[Kutipan]
================================
Pada permulaan Orde Baru, Bung Hatta pernah mengambil inisiatif mendirikan Partai Demokrasi Islam Indonesia dengan tujuan mendidik umat Islam dalam berpolitik Gagasan ini tidak sampai direalisasikan. Malahan pada akhirnya beliau memandang tradisi politik Islam dari sudut yang positif, menawarkan jalan Islam yang lentur, jika ingin menjalankan peran penting menuju masyarakat yang adil dan makmur. Nampaknya Bung Hatta dengan pendirian terakhir ini lebih melihat ke belakang, sebagai sikap koreksi atas kelemahan politik umat Islam, sekaligus mengantisipasi perkembangan permasalahan politik di masa mendatang.

Kelemahan umat Islam dalam bidang politik bersumber pada perbedaan persepsi tentang hubungan Islam dan politik, diikuti dengan sikap politik yang berbeda pula. Ada sikap menolak terhadap garis yang dianggap menyimpang dari garis vertikal Islam. Ada pula yang tidak hanya menggunakan garis lurus ke atas, akan tetapi juga bersikap mendatar dan kompromi terhadap kekuasaan. Sikap ini lalu mempermudah perilaku akomodatif sepanjang tak mengganggu prinsip yang diyakini. Masih ada lagi sikap lain, misalnya menolak sama sekali kaitan Islam dengan politik, kecuali hanya bersifat kultural.
================================
[Data Tersedia]
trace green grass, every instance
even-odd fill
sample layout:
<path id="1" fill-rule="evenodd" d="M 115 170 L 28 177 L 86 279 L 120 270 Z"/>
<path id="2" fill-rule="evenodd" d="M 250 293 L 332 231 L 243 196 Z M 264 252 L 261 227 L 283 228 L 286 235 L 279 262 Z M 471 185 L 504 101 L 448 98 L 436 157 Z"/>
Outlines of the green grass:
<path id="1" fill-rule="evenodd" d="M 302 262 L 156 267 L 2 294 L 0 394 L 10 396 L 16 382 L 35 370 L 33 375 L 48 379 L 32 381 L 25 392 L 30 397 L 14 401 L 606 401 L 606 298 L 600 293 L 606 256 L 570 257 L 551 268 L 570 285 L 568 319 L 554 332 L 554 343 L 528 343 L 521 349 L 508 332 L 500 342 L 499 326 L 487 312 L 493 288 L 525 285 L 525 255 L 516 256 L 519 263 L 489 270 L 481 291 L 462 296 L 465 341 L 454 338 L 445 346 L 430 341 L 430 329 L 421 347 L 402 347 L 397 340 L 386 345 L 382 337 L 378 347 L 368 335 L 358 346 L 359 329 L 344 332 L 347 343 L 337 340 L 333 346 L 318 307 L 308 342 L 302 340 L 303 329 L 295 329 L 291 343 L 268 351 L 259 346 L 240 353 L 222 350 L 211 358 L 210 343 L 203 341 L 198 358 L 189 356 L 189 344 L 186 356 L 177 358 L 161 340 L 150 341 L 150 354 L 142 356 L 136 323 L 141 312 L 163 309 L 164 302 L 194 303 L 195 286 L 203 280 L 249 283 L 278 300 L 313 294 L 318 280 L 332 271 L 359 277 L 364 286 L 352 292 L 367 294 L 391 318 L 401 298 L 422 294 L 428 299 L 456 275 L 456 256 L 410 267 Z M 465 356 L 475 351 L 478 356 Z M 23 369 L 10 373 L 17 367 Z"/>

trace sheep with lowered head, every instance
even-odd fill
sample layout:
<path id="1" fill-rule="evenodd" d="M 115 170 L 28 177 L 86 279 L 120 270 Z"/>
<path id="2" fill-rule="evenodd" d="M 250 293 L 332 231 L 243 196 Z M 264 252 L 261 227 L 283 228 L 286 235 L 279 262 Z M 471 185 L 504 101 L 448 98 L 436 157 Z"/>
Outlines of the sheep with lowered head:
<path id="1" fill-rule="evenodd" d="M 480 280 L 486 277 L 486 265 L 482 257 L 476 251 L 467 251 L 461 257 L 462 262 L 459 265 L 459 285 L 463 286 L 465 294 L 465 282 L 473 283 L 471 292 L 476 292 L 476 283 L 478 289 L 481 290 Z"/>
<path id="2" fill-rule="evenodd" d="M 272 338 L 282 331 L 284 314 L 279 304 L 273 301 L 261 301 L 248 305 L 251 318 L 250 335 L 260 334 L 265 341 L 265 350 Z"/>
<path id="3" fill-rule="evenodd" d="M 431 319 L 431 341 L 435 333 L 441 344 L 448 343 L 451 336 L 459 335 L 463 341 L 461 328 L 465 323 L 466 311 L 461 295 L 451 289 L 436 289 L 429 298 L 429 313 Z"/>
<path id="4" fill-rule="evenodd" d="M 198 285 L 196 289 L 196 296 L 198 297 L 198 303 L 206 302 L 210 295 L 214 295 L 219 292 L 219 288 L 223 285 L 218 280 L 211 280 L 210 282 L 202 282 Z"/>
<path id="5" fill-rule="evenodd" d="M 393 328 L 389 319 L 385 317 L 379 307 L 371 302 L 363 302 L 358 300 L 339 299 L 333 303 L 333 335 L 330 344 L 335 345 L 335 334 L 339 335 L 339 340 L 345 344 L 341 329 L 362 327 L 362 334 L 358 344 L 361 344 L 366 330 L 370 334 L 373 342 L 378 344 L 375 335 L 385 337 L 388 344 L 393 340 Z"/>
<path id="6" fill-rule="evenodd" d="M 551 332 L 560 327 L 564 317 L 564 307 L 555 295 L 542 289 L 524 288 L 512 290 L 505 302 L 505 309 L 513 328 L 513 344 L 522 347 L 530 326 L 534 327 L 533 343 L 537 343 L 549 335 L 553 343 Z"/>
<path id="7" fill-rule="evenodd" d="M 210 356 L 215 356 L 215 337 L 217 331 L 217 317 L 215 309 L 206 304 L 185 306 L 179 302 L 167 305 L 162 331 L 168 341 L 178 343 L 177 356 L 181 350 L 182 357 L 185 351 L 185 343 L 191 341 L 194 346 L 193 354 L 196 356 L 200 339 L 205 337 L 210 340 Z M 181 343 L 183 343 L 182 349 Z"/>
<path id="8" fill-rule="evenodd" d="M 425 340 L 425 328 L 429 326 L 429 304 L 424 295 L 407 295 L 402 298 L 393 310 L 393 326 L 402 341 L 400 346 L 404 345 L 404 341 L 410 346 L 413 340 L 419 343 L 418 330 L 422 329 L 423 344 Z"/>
================================
[Soal Latihan]
a - Bisakah Anda menuliskan kembali tanpa perubahan semua baris data, mulai dari baris pertama data sampai baris yang memuat "Outlines of the green", termasuk kedua baris ujungnya?
b - Bisakah Anda melanjutkan kutipan tentang Bung Hatta dan politik umat Islam mulai dari titik terakhirnya?
Kutipan dan data di atas diambil dari sumber yang berlainan.

[Jawaban Berurutan]
a -
trace green grass, every instance
even-odd fill
sample layout:
<path id="1" fill-rule="evenodd" d="M 115 170 L 28 177 L 86 279 L 120 270 Z"/>
<path id="2" fill-rule="evenodd" d="M 250 293 L 332 231 L 243 196 Z M 264 252 L 261 227 L 283 228 L 286 235 L 279 262 Z M 471 185 L 504 101 L 448 98 L 436 157 Z"/>
Outlines of the green grass:

b -
Dengan persepsi dan sikap yang berbeda tentang hubungan Islam dan politik itu, kiranya dapat dipahami, posisi umat Islam dalam politik dan dalam proses demokratisasi. Bila persepsi yang dominan adalah yang kedua dengan konsekuensi logisnya bersikap akomodatif kritis, maka posisi mereka di dalam pergumulan politis paling tidak adalah sebagai promotor yang dituntut kemampuannya menjadikan Islam sebagai kekuatan integratif yang diaplikasikan ke dalam sikap dan perilaku masyarakat Pancasilais. Tetapi untuk menarik umat Islam dari posisi pinggiran (marginal) diperlukan juga keluasan pandangan keislaman para elite politik Islam sendiri, sekaligus juga keluasan cakrawala umat di luar kekuatan politik Islam, dalam mengarahkan proses kehidupan bangsa.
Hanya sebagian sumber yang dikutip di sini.